■ WRITTEN REQUEST:
Copy the lines below verbatim, beginning with the line that contains "detect the blurred" and continuing through the line that contains "left=0, top=0, right=1024, bottom=268", with both of those lines included. Omit the pictures from your copy.

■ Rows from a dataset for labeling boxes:
((

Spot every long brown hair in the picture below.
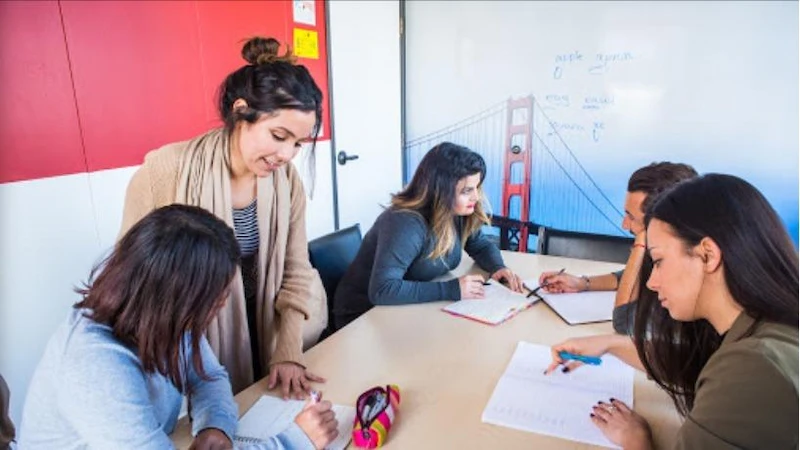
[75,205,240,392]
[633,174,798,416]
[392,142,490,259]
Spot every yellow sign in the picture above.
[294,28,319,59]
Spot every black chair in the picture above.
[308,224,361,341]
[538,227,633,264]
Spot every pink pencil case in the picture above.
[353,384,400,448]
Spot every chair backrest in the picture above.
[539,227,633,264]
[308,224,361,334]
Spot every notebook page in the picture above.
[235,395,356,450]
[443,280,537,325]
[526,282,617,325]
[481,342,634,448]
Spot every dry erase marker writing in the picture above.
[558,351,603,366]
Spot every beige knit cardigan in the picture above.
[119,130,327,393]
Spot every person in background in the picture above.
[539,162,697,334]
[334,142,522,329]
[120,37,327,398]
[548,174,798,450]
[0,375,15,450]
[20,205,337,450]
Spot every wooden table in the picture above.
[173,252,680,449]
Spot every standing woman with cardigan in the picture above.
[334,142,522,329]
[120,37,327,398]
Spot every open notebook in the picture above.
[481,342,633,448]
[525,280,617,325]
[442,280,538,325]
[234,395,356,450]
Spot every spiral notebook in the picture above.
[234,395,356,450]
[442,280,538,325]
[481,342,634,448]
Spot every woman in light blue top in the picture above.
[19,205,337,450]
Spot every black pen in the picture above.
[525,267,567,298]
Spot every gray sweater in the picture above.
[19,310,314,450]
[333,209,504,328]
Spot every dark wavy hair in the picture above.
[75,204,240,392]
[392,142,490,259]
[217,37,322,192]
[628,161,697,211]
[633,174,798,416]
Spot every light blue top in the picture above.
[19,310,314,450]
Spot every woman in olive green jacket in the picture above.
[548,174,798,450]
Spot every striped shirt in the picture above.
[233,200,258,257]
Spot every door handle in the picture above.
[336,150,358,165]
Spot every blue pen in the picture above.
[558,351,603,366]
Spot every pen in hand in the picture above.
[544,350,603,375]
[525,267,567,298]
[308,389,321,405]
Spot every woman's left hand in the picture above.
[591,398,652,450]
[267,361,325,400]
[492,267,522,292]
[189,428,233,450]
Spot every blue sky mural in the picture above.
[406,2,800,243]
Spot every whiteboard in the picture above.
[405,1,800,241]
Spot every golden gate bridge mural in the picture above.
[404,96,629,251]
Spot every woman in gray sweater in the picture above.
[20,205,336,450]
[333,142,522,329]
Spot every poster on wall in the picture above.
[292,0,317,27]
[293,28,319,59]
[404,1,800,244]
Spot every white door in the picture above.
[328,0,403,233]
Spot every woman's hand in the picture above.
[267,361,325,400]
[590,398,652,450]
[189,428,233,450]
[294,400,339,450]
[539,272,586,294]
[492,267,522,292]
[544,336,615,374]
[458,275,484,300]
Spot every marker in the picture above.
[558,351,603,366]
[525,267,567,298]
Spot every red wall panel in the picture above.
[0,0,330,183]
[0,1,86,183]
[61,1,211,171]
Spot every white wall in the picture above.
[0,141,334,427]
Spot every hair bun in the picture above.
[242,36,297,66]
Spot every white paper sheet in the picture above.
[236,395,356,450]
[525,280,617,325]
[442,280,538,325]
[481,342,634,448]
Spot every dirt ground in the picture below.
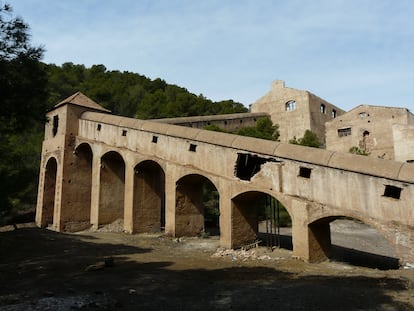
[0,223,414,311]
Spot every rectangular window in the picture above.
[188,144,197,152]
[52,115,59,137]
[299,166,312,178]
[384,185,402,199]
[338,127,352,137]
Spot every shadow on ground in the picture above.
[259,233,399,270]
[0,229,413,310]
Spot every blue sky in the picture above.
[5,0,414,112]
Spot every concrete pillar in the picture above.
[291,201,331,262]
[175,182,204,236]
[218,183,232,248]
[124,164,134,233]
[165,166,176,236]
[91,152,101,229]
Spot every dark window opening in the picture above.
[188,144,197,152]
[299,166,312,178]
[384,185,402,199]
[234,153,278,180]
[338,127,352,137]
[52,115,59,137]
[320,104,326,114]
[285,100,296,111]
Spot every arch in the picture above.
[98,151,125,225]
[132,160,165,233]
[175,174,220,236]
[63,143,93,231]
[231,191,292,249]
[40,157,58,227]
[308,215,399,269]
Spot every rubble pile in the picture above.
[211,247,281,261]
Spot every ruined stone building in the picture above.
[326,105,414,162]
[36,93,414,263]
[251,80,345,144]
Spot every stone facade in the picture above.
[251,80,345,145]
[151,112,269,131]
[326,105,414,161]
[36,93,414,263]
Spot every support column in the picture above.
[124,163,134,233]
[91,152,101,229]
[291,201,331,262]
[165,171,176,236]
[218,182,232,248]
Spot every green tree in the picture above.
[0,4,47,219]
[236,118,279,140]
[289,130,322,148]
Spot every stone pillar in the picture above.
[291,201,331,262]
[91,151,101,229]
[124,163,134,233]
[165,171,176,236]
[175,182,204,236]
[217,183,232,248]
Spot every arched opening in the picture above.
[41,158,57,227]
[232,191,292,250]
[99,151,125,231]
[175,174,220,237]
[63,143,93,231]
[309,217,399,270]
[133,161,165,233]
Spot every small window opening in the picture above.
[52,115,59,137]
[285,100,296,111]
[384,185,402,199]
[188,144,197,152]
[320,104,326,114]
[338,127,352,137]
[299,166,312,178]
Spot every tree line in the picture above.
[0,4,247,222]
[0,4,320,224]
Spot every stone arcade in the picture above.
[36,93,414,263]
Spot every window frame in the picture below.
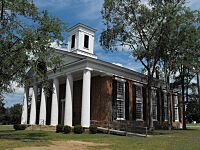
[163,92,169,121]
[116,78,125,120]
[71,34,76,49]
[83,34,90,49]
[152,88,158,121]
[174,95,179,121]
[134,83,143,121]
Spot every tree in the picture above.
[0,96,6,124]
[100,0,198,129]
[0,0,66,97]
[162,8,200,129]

))
((

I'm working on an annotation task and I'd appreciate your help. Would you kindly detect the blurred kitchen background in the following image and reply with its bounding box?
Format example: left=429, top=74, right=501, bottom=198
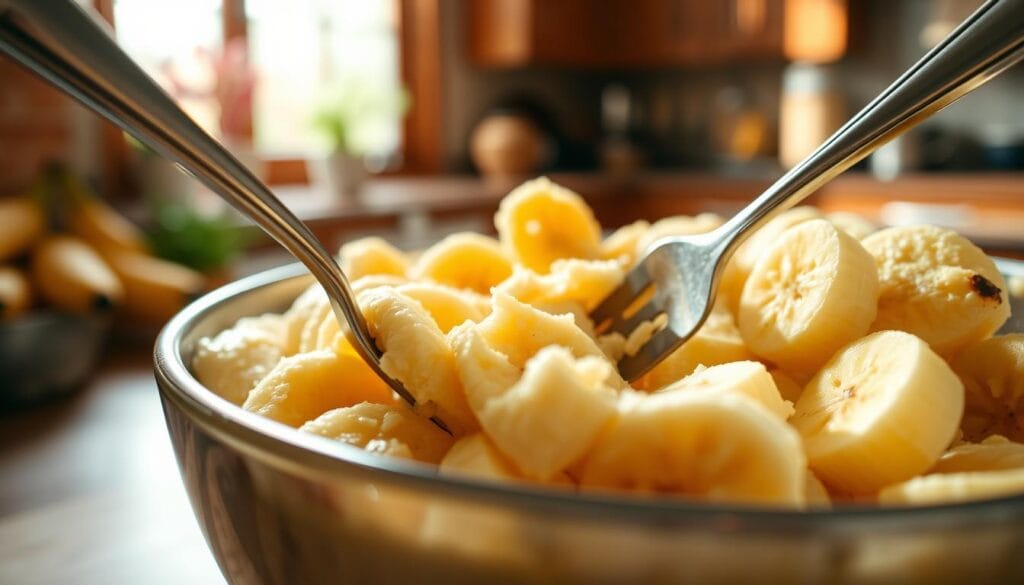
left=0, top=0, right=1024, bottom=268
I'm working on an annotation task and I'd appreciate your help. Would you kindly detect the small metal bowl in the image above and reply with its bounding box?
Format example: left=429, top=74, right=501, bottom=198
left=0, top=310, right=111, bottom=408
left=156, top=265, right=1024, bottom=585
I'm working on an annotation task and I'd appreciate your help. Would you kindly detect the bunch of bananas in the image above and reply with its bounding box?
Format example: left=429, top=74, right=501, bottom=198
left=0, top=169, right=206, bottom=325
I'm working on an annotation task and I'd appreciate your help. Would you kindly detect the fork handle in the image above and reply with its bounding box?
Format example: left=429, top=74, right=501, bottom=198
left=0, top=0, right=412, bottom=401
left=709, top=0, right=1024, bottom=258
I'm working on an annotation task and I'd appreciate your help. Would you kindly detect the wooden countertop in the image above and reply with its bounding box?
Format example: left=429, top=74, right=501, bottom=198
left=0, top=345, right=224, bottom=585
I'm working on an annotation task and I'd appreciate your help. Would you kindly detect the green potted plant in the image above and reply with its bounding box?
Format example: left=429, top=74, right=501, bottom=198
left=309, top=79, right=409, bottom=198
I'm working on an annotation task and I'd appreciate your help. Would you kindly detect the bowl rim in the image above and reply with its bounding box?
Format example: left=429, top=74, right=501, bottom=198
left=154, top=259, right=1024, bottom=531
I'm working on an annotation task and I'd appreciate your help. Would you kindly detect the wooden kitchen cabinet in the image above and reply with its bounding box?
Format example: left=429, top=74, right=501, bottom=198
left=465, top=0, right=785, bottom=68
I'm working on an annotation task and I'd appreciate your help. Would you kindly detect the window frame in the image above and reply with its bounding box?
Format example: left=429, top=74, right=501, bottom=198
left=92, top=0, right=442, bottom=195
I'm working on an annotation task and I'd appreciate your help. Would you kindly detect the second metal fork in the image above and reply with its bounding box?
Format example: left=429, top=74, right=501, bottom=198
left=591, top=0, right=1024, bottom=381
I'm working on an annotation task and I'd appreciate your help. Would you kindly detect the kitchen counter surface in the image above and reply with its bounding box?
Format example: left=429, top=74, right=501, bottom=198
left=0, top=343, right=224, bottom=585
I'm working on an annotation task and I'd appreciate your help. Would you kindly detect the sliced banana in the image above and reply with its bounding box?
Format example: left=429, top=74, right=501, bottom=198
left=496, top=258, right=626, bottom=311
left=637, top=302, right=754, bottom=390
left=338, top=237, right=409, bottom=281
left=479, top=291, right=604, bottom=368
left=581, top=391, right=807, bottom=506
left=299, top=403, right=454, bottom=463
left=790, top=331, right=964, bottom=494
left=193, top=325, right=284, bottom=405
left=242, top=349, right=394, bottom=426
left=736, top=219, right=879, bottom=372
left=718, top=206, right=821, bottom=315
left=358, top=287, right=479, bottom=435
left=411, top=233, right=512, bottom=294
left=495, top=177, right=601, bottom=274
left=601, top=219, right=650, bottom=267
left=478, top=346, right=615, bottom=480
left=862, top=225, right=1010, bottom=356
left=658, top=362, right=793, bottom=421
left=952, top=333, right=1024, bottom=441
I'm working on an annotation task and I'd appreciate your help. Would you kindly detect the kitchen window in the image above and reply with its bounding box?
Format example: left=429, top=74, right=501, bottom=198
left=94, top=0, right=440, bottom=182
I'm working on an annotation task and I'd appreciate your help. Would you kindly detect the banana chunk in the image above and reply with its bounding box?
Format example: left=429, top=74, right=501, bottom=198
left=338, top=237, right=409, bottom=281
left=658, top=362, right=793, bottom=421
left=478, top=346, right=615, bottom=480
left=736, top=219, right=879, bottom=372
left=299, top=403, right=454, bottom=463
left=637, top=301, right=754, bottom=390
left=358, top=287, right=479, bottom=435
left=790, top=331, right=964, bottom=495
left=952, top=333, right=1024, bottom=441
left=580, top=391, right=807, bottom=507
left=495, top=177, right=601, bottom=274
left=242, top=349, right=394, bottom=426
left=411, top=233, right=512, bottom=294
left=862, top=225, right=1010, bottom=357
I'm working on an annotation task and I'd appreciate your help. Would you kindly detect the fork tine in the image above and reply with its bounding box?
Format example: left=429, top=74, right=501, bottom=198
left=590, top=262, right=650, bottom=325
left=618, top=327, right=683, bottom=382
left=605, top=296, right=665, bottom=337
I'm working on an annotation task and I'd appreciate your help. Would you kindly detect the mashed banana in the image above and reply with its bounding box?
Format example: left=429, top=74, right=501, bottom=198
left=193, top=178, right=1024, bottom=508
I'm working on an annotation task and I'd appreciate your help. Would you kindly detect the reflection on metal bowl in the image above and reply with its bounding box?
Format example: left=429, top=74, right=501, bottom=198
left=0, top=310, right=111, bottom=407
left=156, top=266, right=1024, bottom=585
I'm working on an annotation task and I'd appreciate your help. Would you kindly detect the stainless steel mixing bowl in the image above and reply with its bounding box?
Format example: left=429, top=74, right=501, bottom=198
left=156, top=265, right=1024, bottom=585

))
((

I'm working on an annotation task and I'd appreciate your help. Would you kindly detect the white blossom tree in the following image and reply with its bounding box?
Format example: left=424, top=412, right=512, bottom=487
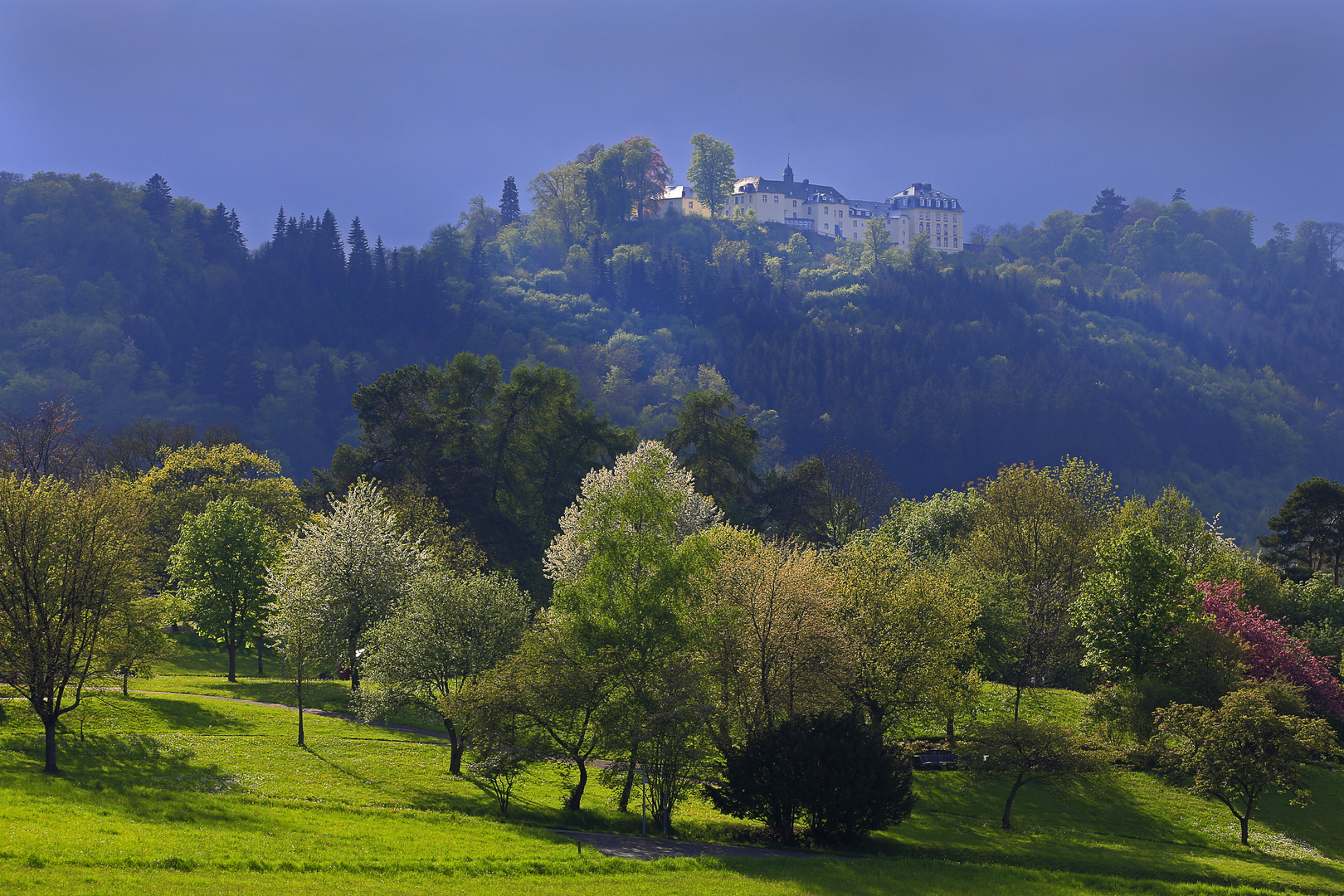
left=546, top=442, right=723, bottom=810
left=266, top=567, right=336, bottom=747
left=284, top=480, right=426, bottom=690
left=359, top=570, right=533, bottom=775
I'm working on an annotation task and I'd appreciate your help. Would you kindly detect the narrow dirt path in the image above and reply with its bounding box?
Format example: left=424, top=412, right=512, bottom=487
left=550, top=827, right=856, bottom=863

))

■ THE RESULT:
I'm working on an annotation task and I'd appreciate your help. Would you kindly detect the blurred kitchen background in the following image and reply with its bounding box?
Format example: left=429, top=74, right=501, bottom=198
left=0, top=0, right=1024, bottom=268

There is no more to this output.